出典文書
>>>>
上記の構成によれば、焦点位置の移動に失敗しても、球面収差の補正に要する時間は、通常、焦点位置の移動に要する時間に比べ長いので、前記焦点位置制御手段による焦点位置の移動のやり直しは、球面収差の補正を行っている間に完了する。従って、層間ジャンプに伴う一連の動作に要する時間は、焦点位置の移動が失敗した場合でも、常に、球面収差の補正に必要なほぼ一定時間に保つことができる。
(4)本発明に係る光ディスク装置は、上記の課題を解決するために、層間ジャンプによる焦点位置の移動のために駆動している前記集光光学系の駆動を停止させる為に前記集光光学系駆動手段に対して前記焦点位置制御手段が駆動停止命令を発してから前記焦点位置制御手段による焦点位置の制御の正常動作が確認されるまでの期間において、前記球面収差補正手段が前記球面収差の補正を開始することを特徴とする。
当該構成において、層間ジャンプによる焦点位置の移動のために駆動している前記集光光学系の駆動を停止させる為に、前記集光光学系駆動手段に対して前記焦点位置制御手段が駆動停止命令を発してから前記焦点位置制御手段による焦点位置の制御の正常動作が確認されるまでの期間において、前記球面収差補正手段が前記球面収差の静的な補正方法を開始する。
これにより、前記球面収差補正手段が前記球面収差の静的な補正方法を開始するタイミングとして、前記焦点位置制御手段が駆動停止命令を発してから、前記焦点制御手段による焦点制御が正常になると予想されるタイミングに、上記期間内で予め設定することが可能になる。このタイミングは、焦点位置の移動が正常に行われる場合に、その焦点位置の移動にどれだけの時間を要するかを予め計測することで求められる。前記タイミングは、球面収差検出信号を用いた球面収差の動的な補正をより早く開始することができ、かつ、焦点位置の移動に失敗したためにリトライ動作が行われても、層間ジャンプの一連の処理時間が変わらない点で、球面収差の静的な補正を開始する好ましいタイミングであると考えられる。
前記タイミングに、仮に前記焦点位置制御手段による焦点位置の移動が失敗し焦点制御が正常に行われていない場合でも、前記球面収差補正手段は、前記標準球面収差補正量を用いて前記球面収差の静的な補正を開始する。
これに対し、焦点位置の移動が完了し焦点制御の正常動作が確認された後、球面収差の静的な補正を行うやり方では、層間ジャンプに伴う焦点位置の移動に失敗した場合には、焦点位置の移動をやり直す時間分だけ、層間ジャンプに伴う一連の動作に要する時間が延びてしまう。しかし、上記の構成によれば、焦点位置の移動のやり直しは、前記球面収差の補正中に完了するため、層間ジャンプに伴う一連の動作に要する時間を、球面収差の補正に必要なほぼ一定時間に保つことができる。
<<<<
課題の内容
上に示した光ディスク装置の球面収差補正についての文章を、最後の文の後から書き進めてください。

データ欄
>>>>
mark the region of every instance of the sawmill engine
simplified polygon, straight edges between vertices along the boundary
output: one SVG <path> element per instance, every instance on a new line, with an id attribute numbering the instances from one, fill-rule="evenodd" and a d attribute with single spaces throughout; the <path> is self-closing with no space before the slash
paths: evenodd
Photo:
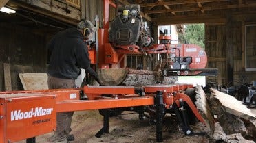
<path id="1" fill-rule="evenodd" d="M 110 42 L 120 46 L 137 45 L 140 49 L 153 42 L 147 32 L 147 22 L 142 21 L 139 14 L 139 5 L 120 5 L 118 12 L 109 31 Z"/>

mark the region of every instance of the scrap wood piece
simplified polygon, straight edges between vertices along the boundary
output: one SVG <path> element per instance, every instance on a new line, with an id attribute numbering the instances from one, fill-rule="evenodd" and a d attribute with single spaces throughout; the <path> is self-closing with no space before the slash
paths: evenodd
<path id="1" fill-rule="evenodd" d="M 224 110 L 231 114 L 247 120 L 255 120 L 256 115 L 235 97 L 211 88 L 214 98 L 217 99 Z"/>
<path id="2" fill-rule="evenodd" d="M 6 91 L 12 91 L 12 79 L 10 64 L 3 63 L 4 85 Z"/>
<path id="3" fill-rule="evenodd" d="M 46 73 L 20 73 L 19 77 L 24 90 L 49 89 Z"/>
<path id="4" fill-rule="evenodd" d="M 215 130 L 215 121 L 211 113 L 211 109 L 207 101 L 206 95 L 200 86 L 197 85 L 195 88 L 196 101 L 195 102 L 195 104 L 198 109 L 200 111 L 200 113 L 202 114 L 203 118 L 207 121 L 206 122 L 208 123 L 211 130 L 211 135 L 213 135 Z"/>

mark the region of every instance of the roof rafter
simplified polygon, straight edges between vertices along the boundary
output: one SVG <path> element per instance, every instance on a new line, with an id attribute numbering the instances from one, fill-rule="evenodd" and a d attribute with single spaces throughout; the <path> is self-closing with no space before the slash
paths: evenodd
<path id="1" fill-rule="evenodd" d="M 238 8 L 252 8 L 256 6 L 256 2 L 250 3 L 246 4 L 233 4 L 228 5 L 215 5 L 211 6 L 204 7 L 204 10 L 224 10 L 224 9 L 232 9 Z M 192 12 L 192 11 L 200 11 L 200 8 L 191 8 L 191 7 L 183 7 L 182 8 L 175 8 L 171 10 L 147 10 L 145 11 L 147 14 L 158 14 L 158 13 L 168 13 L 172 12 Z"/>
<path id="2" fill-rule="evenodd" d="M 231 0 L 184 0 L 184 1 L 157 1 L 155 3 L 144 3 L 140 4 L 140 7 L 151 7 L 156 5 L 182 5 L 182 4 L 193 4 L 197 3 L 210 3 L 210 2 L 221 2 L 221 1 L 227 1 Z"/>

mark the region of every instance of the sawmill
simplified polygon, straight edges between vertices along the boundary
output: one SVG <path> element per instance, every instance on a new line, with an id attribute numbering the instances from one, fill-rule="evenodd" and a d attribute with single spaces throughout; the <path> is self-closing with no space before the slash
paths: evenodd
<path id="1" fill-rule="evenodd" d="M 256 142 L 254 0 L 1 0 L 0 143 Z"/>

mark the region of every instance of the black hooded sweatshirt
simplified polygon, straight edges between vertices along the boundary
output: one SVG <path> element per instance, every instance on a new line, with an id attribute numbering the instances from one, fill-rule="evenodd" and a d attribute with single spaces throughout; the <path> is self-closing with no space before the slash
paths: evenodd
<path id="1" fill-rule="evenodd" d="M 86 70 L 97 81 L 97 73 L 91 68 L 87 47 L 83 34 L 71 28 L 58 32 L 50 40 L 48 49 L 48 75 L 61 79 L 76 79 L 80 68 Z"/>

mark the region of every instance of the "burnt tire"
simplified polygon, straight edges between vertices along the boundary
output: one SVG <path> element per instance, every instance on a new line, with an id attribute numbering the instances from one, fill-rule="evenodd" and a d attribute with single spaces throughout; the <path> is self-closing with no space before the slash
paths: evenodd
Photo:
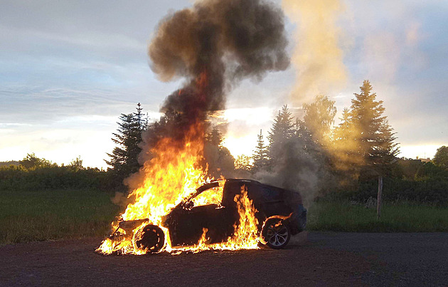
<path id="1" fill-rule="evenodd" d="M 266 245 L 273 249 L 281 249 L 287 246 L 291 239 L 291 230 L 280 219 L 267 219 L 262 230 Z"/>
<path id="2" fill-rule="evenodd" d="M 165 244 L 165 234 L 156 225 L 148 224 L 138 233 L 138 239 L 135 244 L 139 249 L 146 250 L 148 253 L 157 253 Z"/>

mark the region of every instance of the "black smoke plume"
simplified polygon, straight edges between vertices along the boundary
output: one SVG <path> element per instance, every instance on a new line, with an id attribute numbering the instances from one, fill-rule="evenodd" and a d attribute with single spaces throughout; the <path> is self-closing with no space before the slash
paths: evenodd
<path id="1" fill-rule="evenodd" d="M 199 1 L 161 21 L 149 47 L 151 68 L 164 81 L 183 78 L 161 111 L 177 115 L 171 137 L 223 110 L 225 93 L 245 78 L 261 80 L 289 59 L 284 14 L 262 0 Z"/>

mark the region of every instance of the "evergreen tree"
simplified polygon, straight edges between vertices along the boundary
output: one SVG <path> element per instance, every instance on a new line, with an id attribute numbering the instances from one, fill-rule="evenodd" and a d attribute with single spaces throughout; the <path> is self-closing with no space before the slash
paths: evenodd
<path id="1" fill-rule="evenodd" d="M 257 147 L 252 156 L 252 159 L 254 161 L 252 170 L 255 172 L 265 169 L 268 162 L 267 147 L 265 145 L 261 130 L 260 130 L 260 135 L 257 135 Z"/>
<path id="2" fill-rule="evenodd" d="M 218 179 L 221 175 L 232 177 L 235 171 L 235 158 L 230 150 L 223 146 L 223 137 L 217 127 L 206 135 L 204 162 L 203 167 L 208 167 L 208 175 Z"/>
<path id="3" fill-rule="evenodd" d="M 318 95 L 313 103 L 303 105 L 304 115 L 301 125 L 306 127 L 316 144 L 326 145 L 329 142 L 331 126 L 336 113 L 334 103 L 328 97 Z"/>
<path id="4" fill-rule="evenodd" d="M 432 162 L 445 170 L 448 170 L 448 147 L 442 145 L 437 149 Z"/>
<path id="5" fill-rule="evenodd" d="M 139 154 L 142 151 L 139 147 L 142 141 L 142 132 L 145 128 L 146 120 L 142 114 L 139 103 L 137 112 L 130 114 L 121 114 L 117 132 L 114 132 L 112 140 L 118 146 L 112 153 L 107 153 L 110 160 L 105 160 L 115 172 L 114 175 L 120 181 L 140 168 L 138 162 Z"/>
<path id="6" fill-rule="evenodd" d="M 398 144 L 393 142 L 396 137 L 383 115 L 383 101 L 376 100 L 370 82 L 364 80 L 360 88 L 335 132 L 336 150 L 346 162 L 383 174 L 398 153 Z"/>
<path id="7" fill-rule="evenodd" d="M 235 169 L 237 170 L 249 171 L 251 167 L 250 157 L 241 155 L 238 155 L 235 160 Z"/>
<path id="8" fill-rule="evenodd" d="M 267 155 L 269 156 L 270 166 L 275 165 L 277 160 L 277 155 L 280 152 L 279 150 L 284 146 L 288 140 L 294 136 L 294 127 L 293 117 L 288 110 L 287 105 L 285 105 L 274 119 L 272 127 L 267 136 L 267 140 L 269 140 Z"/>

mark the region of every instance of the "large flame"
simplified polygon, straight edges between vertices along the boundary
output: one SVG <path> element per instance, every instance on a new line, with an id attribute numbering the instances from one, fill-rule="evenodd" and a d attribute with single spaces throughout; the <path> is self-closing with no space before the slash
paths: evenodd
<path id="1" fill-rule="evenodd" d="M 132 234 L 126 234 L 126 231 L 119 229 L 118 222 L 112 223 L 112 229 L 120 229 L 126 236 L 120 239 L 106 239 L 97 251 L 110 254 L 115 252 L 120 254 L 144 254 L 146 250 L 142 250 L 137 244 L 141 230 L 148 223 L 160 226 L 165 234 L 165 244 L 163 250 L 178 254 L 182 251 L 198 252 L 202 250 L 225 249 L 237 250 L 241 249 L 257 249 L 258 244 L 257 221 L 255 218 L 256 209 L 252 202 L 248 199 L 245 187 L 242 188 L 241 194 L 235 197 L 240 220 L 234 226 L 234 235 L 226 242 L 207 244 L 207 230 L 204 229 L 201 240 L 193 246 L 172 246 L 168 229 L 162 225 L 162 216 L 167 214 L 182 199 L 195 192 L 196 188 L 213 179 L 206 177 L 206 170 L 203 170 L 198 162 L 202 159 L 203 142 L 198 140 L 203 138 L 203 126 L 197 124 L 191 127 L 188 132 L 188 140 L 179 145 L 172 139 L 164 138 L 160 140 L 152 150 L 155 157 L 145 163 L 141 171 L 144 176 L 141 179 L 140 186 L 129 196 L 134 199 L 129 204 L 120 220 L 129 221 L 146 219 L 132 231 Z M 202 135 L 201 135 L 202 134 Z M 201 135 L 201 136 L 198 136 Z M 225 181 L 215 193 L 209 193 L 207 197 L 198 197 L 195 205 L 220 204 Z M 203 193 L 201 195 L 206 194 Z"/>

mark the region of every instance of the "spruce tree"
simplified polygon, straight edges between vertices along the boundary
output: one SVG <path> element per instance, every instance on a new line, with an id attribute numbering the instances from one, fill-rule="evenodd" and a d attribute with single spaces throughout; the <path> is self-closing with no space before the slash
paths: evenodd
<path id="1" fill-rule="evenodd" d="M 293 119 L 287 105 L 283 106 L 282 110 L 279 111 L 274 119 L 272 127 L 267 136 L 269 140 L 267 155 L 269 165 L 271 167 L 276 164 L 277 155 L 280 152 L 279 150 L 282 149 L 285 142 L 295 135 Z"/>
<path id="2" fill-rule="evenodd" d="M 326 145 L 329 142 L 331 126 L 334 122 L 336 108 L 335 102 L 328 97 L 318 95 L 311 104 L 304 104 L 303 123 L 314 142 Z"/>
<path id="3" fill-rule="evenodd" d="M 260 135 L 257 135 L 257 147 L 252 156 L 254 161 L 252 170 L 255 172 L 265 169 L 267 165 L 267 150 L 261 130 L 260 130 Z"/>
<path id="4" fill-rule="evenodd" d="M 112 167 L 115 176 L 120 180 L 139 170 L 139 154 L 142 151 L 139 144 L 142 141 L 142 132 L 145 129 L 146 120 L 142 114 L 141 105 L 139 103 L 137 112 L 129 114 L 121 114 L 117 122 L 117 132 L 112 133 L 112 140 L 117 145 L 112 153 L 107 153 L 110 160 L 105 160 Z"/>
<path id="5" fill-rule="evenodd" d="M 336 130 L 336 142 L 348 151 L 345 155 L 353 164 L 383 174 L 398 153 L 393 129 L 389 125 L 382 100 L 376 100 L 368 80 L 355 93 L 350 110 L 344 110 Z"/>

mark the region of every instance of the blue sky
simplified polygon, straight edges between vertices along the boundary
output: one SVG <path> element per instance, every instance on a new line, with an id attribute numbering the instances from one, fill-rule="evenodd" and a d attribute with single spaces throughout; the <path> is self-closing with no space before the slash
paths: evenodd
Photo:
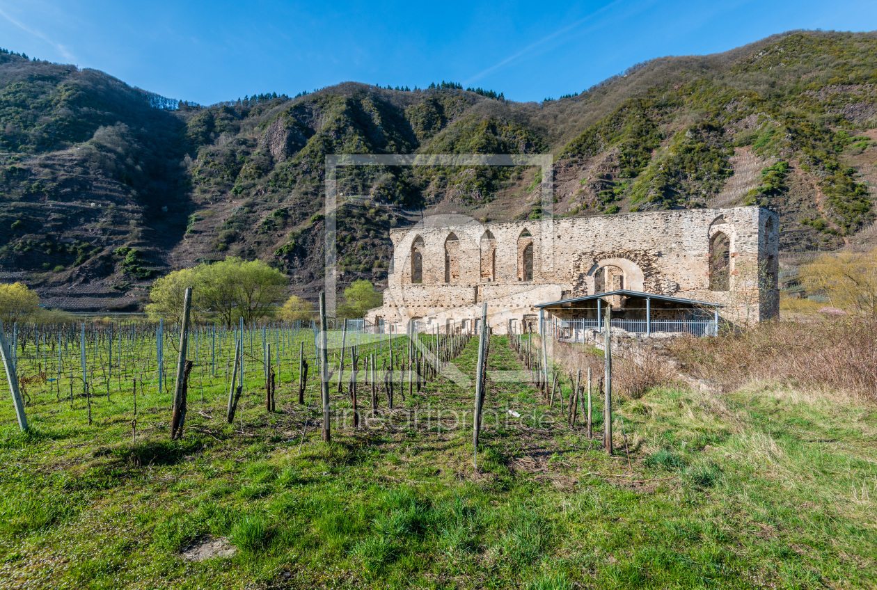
<<<<
課題の結果
(5)本発明に係る球面収差の補正方法は、少なくとも第一の記録層と第二の記録層とを備えた多層光ディスクに対して情報の記録又は再生を行う光ディスク装置が実行する球面収差の補正方法において、集光光学系を介して前記多層光ディスク上に光ビームを収束させて形成した微小スポットの焦点位置を、前記第一の記録層から前記第二の記録層に変更する層間ジャンプを行う際に、前記集光光学系または前記多層光ディスクの少なくとも一方に起因した球面収差の補正方法について、前記微小スポットの焦点位置が前記第一の記録層から前記第二の記録層に移動後、前記微小スポットの焦点位置の制御が正常に行われるまでは、第二の記録層に対応して予め設定した標準的な補正量に基づく静的な補正方法を実行し、前記焦点位置の制御が正常に行われた後は、前記球面収差の検出信号に基づく動的な補正方法を実行することを特徴とする。
当該方法において、前記微小スポットの焦点位置が前記第一の記録層から前記第二の記録層に移動後、前記微小スポットの焦点位置の制御が正常に行われるまでは、第二の記録層に対応して予め設定した標準的な補正量に基づく静的な補正方法を実行し、前記焦点位置の制御が正常に行われた後は、前記球面収差の検出信号に基づく動的な補正方法を実行する。
すなわち、層間ジャンプを行う指令に応じて、前記微小スポットの焦点位置を前記第一の記録層から前記第二の記録層に移動する為に、まず前記集光光学系が駆動される。次に前記第二の記録層に対応した予め設定した標準球面収差補正量に基づく静的な補正方法により、前記集光光学系の球面収差の補正を行う為に、前記集光光学系が駆動される。前記微小スポットの焦点位置が前記第二の記録層に移動し、焦点制御の正常動作を確認した後、前記球面収差の補正方法を前記静的な方法から、検出された前記球面収差検出信号に基づく動的な補正方法へ切り替え、前記集光光学系の球面収差の補正を行う。
当該方法によれば、層間ジャンプ時に、正常な焦点制御が行われる以前、まだ正しい前記球面収差が検出できていない場合であっても、前記標準球面収差補正量に基づく静的な補正方法を用いて球面収差の補正を開始する。従って、焦点制御の正常動作を待たずに、前記集光光学系の球面収差の補正を開始できる。
従って、焦点制御の正常動作を確認してから前記球面収差の補正を開始する場合に比べ、焦点位置の移動と球面収差の補正を並行して行う分だけ、層間ジャンプに伴う一連の動作に要する時間を短縮できる。
そして、焦点位置の移動に失敗し、焦点位置の移動をやり直す場合であっても、前記標準球面収差補正量に基づく静的な補正方法を用いて球面収差の補正を並行して行えるので、焦点位置の移動をやり直す時間が、そのまま球面収差の補正完了時間の遅れをもたらすということがない。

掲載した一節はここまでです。